REQUIREMENT
Print the listing that follows, character for character.

DATA FOR THIS EXERCISE
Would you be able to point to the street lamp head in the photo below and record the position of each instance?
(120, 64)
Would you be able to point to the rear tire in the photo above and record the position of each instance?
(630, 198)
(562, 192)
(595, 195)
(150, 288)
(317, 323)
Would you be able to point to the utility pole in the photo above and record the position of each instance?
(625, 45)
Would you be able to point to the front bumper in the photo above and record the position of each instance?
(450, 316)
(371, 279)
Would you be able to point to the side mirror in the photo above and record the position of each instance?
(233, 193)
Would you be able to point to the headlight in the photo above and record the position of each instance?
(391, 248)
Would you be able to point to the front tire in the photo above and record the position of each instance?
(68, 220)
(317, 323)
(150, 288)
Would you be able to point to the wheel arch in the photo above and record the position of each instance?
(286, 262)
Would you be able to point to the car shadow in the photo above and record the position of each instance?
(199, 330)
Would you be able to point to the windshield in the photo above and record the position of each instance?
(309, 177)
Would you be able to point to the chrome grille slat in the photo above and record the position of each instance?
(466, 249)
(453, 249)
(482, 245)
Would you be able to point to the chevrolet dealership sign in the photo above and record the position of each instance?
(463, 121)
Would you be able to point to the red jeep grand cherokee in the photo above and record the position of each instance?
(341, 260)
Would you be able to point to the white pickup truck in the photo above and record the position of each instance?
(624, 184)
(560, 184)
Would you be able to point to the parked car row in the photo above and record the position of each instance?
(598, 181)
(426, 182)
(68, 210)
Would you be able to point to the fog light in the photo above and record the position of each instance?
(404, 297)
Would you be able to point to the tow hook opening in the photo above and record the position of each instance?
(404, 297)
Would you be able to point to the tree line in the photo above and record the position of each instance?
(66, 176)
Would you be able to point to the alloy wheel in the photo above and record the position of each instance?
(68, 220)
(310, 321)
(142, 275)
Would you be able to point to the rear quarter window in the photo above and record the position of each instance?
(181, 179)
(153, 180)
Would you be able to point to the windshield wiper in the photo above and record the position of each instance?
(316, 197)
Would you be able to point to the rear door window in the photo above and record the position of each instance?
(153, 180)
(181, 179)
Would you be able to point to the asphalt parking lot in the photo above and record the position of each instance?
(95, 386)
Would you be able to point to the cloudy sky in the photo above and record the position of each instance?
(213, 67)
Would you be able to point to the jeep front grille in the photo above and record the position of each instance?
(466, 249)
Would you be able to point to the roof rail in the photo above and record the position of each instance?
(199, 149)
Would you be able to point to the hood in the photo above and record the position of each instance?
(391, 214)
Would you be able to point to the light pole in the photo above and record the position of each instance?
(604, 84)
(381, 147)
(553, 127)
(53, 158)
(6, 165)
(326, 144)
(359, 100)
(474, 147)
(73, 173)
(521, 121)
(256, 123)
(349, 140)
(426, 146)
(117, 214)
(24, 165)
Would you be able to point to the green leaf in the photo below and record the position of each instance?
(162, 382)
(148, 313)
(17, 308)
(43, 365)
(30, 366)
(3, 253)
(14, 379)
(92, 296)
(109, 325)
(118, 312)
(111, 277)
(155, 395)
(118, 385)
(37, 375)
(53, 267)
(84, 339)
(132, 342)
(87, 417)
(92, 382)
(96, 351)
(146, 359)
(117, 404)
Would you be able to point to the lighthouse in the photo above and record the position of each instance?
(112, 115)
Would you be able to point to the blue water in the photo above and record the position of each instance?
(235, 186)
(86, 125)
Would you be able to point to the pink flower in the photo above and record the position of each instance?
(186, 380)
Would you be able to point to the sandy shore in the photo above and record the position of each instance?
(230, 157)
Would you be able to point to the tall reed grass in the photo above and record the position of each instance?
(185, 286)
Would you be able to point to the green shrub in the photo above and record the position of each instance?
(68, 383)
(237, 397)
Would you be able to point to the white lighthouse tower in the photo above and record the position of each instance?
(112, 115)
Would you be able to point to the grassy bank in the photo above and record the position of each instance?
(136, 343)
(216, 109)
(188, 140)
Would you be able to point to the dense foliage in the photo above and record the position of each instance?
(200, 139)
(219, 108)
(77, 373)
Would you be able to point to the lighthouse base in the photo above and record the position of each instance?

REPLY
Would you be able to point to the street lamp head in the photo below and record the position of each instance?
(120, 64)
Would you be able to point to the rear tire in the photo above and record the position of each instance?
(630, 198)
(562, 192)
(595, 195)
(150, 288)
(317, 323)
Would you be able to point to the utility pole in the photo above and record the position of each instance?
(625, 45)
Would you be able to point to the front bumper in the photo above and record the position of each instance?
(450, 316)
(371, 279)
Would you be able to point to the side mirror in the photo above and record the position of each instance?
(233, 193)
Would you be able to point to the headlight in the photo above and record the position of each instance?
(391, 248)
Would you be able to point to the front tire in the photo above and record the position of each instance?
(68, 220)
(317, 323)
(150, 288)
Would you be able to point to the wheel arch in the photo above and record the position of each instance?
(286, 262)
Would you be able to point to the car shadow in the photo above and record the position of each instance?
(199, 330)
Would you be able to point to the windshield in the photo above and record the position of each instance?
(309, 177)
Would you be able to point to the chrome grille slat in the photo above and record the position of each instance?
(466, 249)
(453, 249)
(482, 245)
Would you be able to point to the chevrolet dealership sign in the photo above and record the position of each instance?
(463, 121)
Would you be able to point to the red jeep grand cherokee in the photo above and record the position of each instance?
(341, 260)
Would you be able to point to the white pickup truck in the photo above and record the position of each instance?
(624, 184)
(560, 184)
Would you be able to point to the parked car row in the photo above and record the position of each instance?
(598, 181)
(426, 182)
(68, 210)
Would you be able to point to the fog light in the photo above and record the position of each instance?
(404, 297)
Would you be able to point to the tow hook opening in the photo above and record the position of each instance?
(404, 297)
Would you be able to point to the tree line in the photo above and record the position of each instance?
(66, 176)
Would you be able to point to the alloy wheel in the photo above and record the position of each instance?
(68, 220)
(310, 321)
(142, 275)
Would you be able to point to the rear quarter window in the photo above and record the position of each instance?
(181, 179)
(153, 180)
Would you be able to point to the windshield wiper in the photo above and record the position of each instance?
(316, 197)
Would you be able to point to the rear door window in the photo above and record the position of each instance?
(153, 180)
(181, 179)
Would you be able to point to the asphalt parking lot in the photo above and record the position of each instance?
(95, 386)
Would you be able to point to the cloudy sky in the photo above and record the position of each instance?
(213, 67)
Would you be able to point to the jeep front grille in the photo above and record the position of each instance?
(466, 249)
Would you be able to point to the roof rail in the photo above and record the position of each instance?
(199, 149)
Would you be able to point to the hood in the photo above and record the position of each instance?
(391, 214)
Would you be able to point to the light pole in the photo above and record the position of each instance?
(604, 84)
(381, 147)
(553, 127)
(53, 158)
(6, 165)
(326, 144)
(359, 100)
(474, 147)
(73, 173)
(521, 121)
(256, 123)
(349, 140)
(426, 146)
(117, 214)
(24, 165)
Would you be able to point to the green leaf in the photo below and record the position of each instance?
(162, 382)
(148, 313)
(17, 308)
(43, 365)
(30, 366)
(3, 253)
(14, 379)
(92, 296)
(109, 325)
(118, 312)
(111, 277)
(155, 395)
(118, 385)
(37, 375)
(53, 267)
(84, 339)
(132, 342)
(87, 417)
(92, 382)
(96, 351)
(146, 359)
(117, 404)
Would you be able to point to the lighthouse in the photo above and record the position of each instance?
(112, 115)
Would you be able to point to the blue water in the photo above and record the position of each instance?
(235, 186)
(86, 125)
Would you be able to point to the pink flower in the photo above and record the position of each instance?
(186, 380)
Would you be able to point to the sandy shore in the photo above and record the position of each instance?
(230, 157)
Would you be able to point to the tall reed grass in the photo above and record the position of each instance?
(185, 286)
Would you be able to point to the green shrub in the photo above and record the position of each instance?
(68, 383)
(237, 397)
Would you be able to point to the white lighthouse tower in the photo above and record the position of each instance?
(112, 115)
Would you be able to point to the grassy bank in the photo above and record the position of each instance?
(136, 343)
(216, 109)
(188, 140)
Would you be able to point to the dense foliage in the photo above and record the position of each instance?
(200, 139)
(219, 108)
(77, 373)
Would you be able to point to the lighthouse base in the photo above and record the position of each instance?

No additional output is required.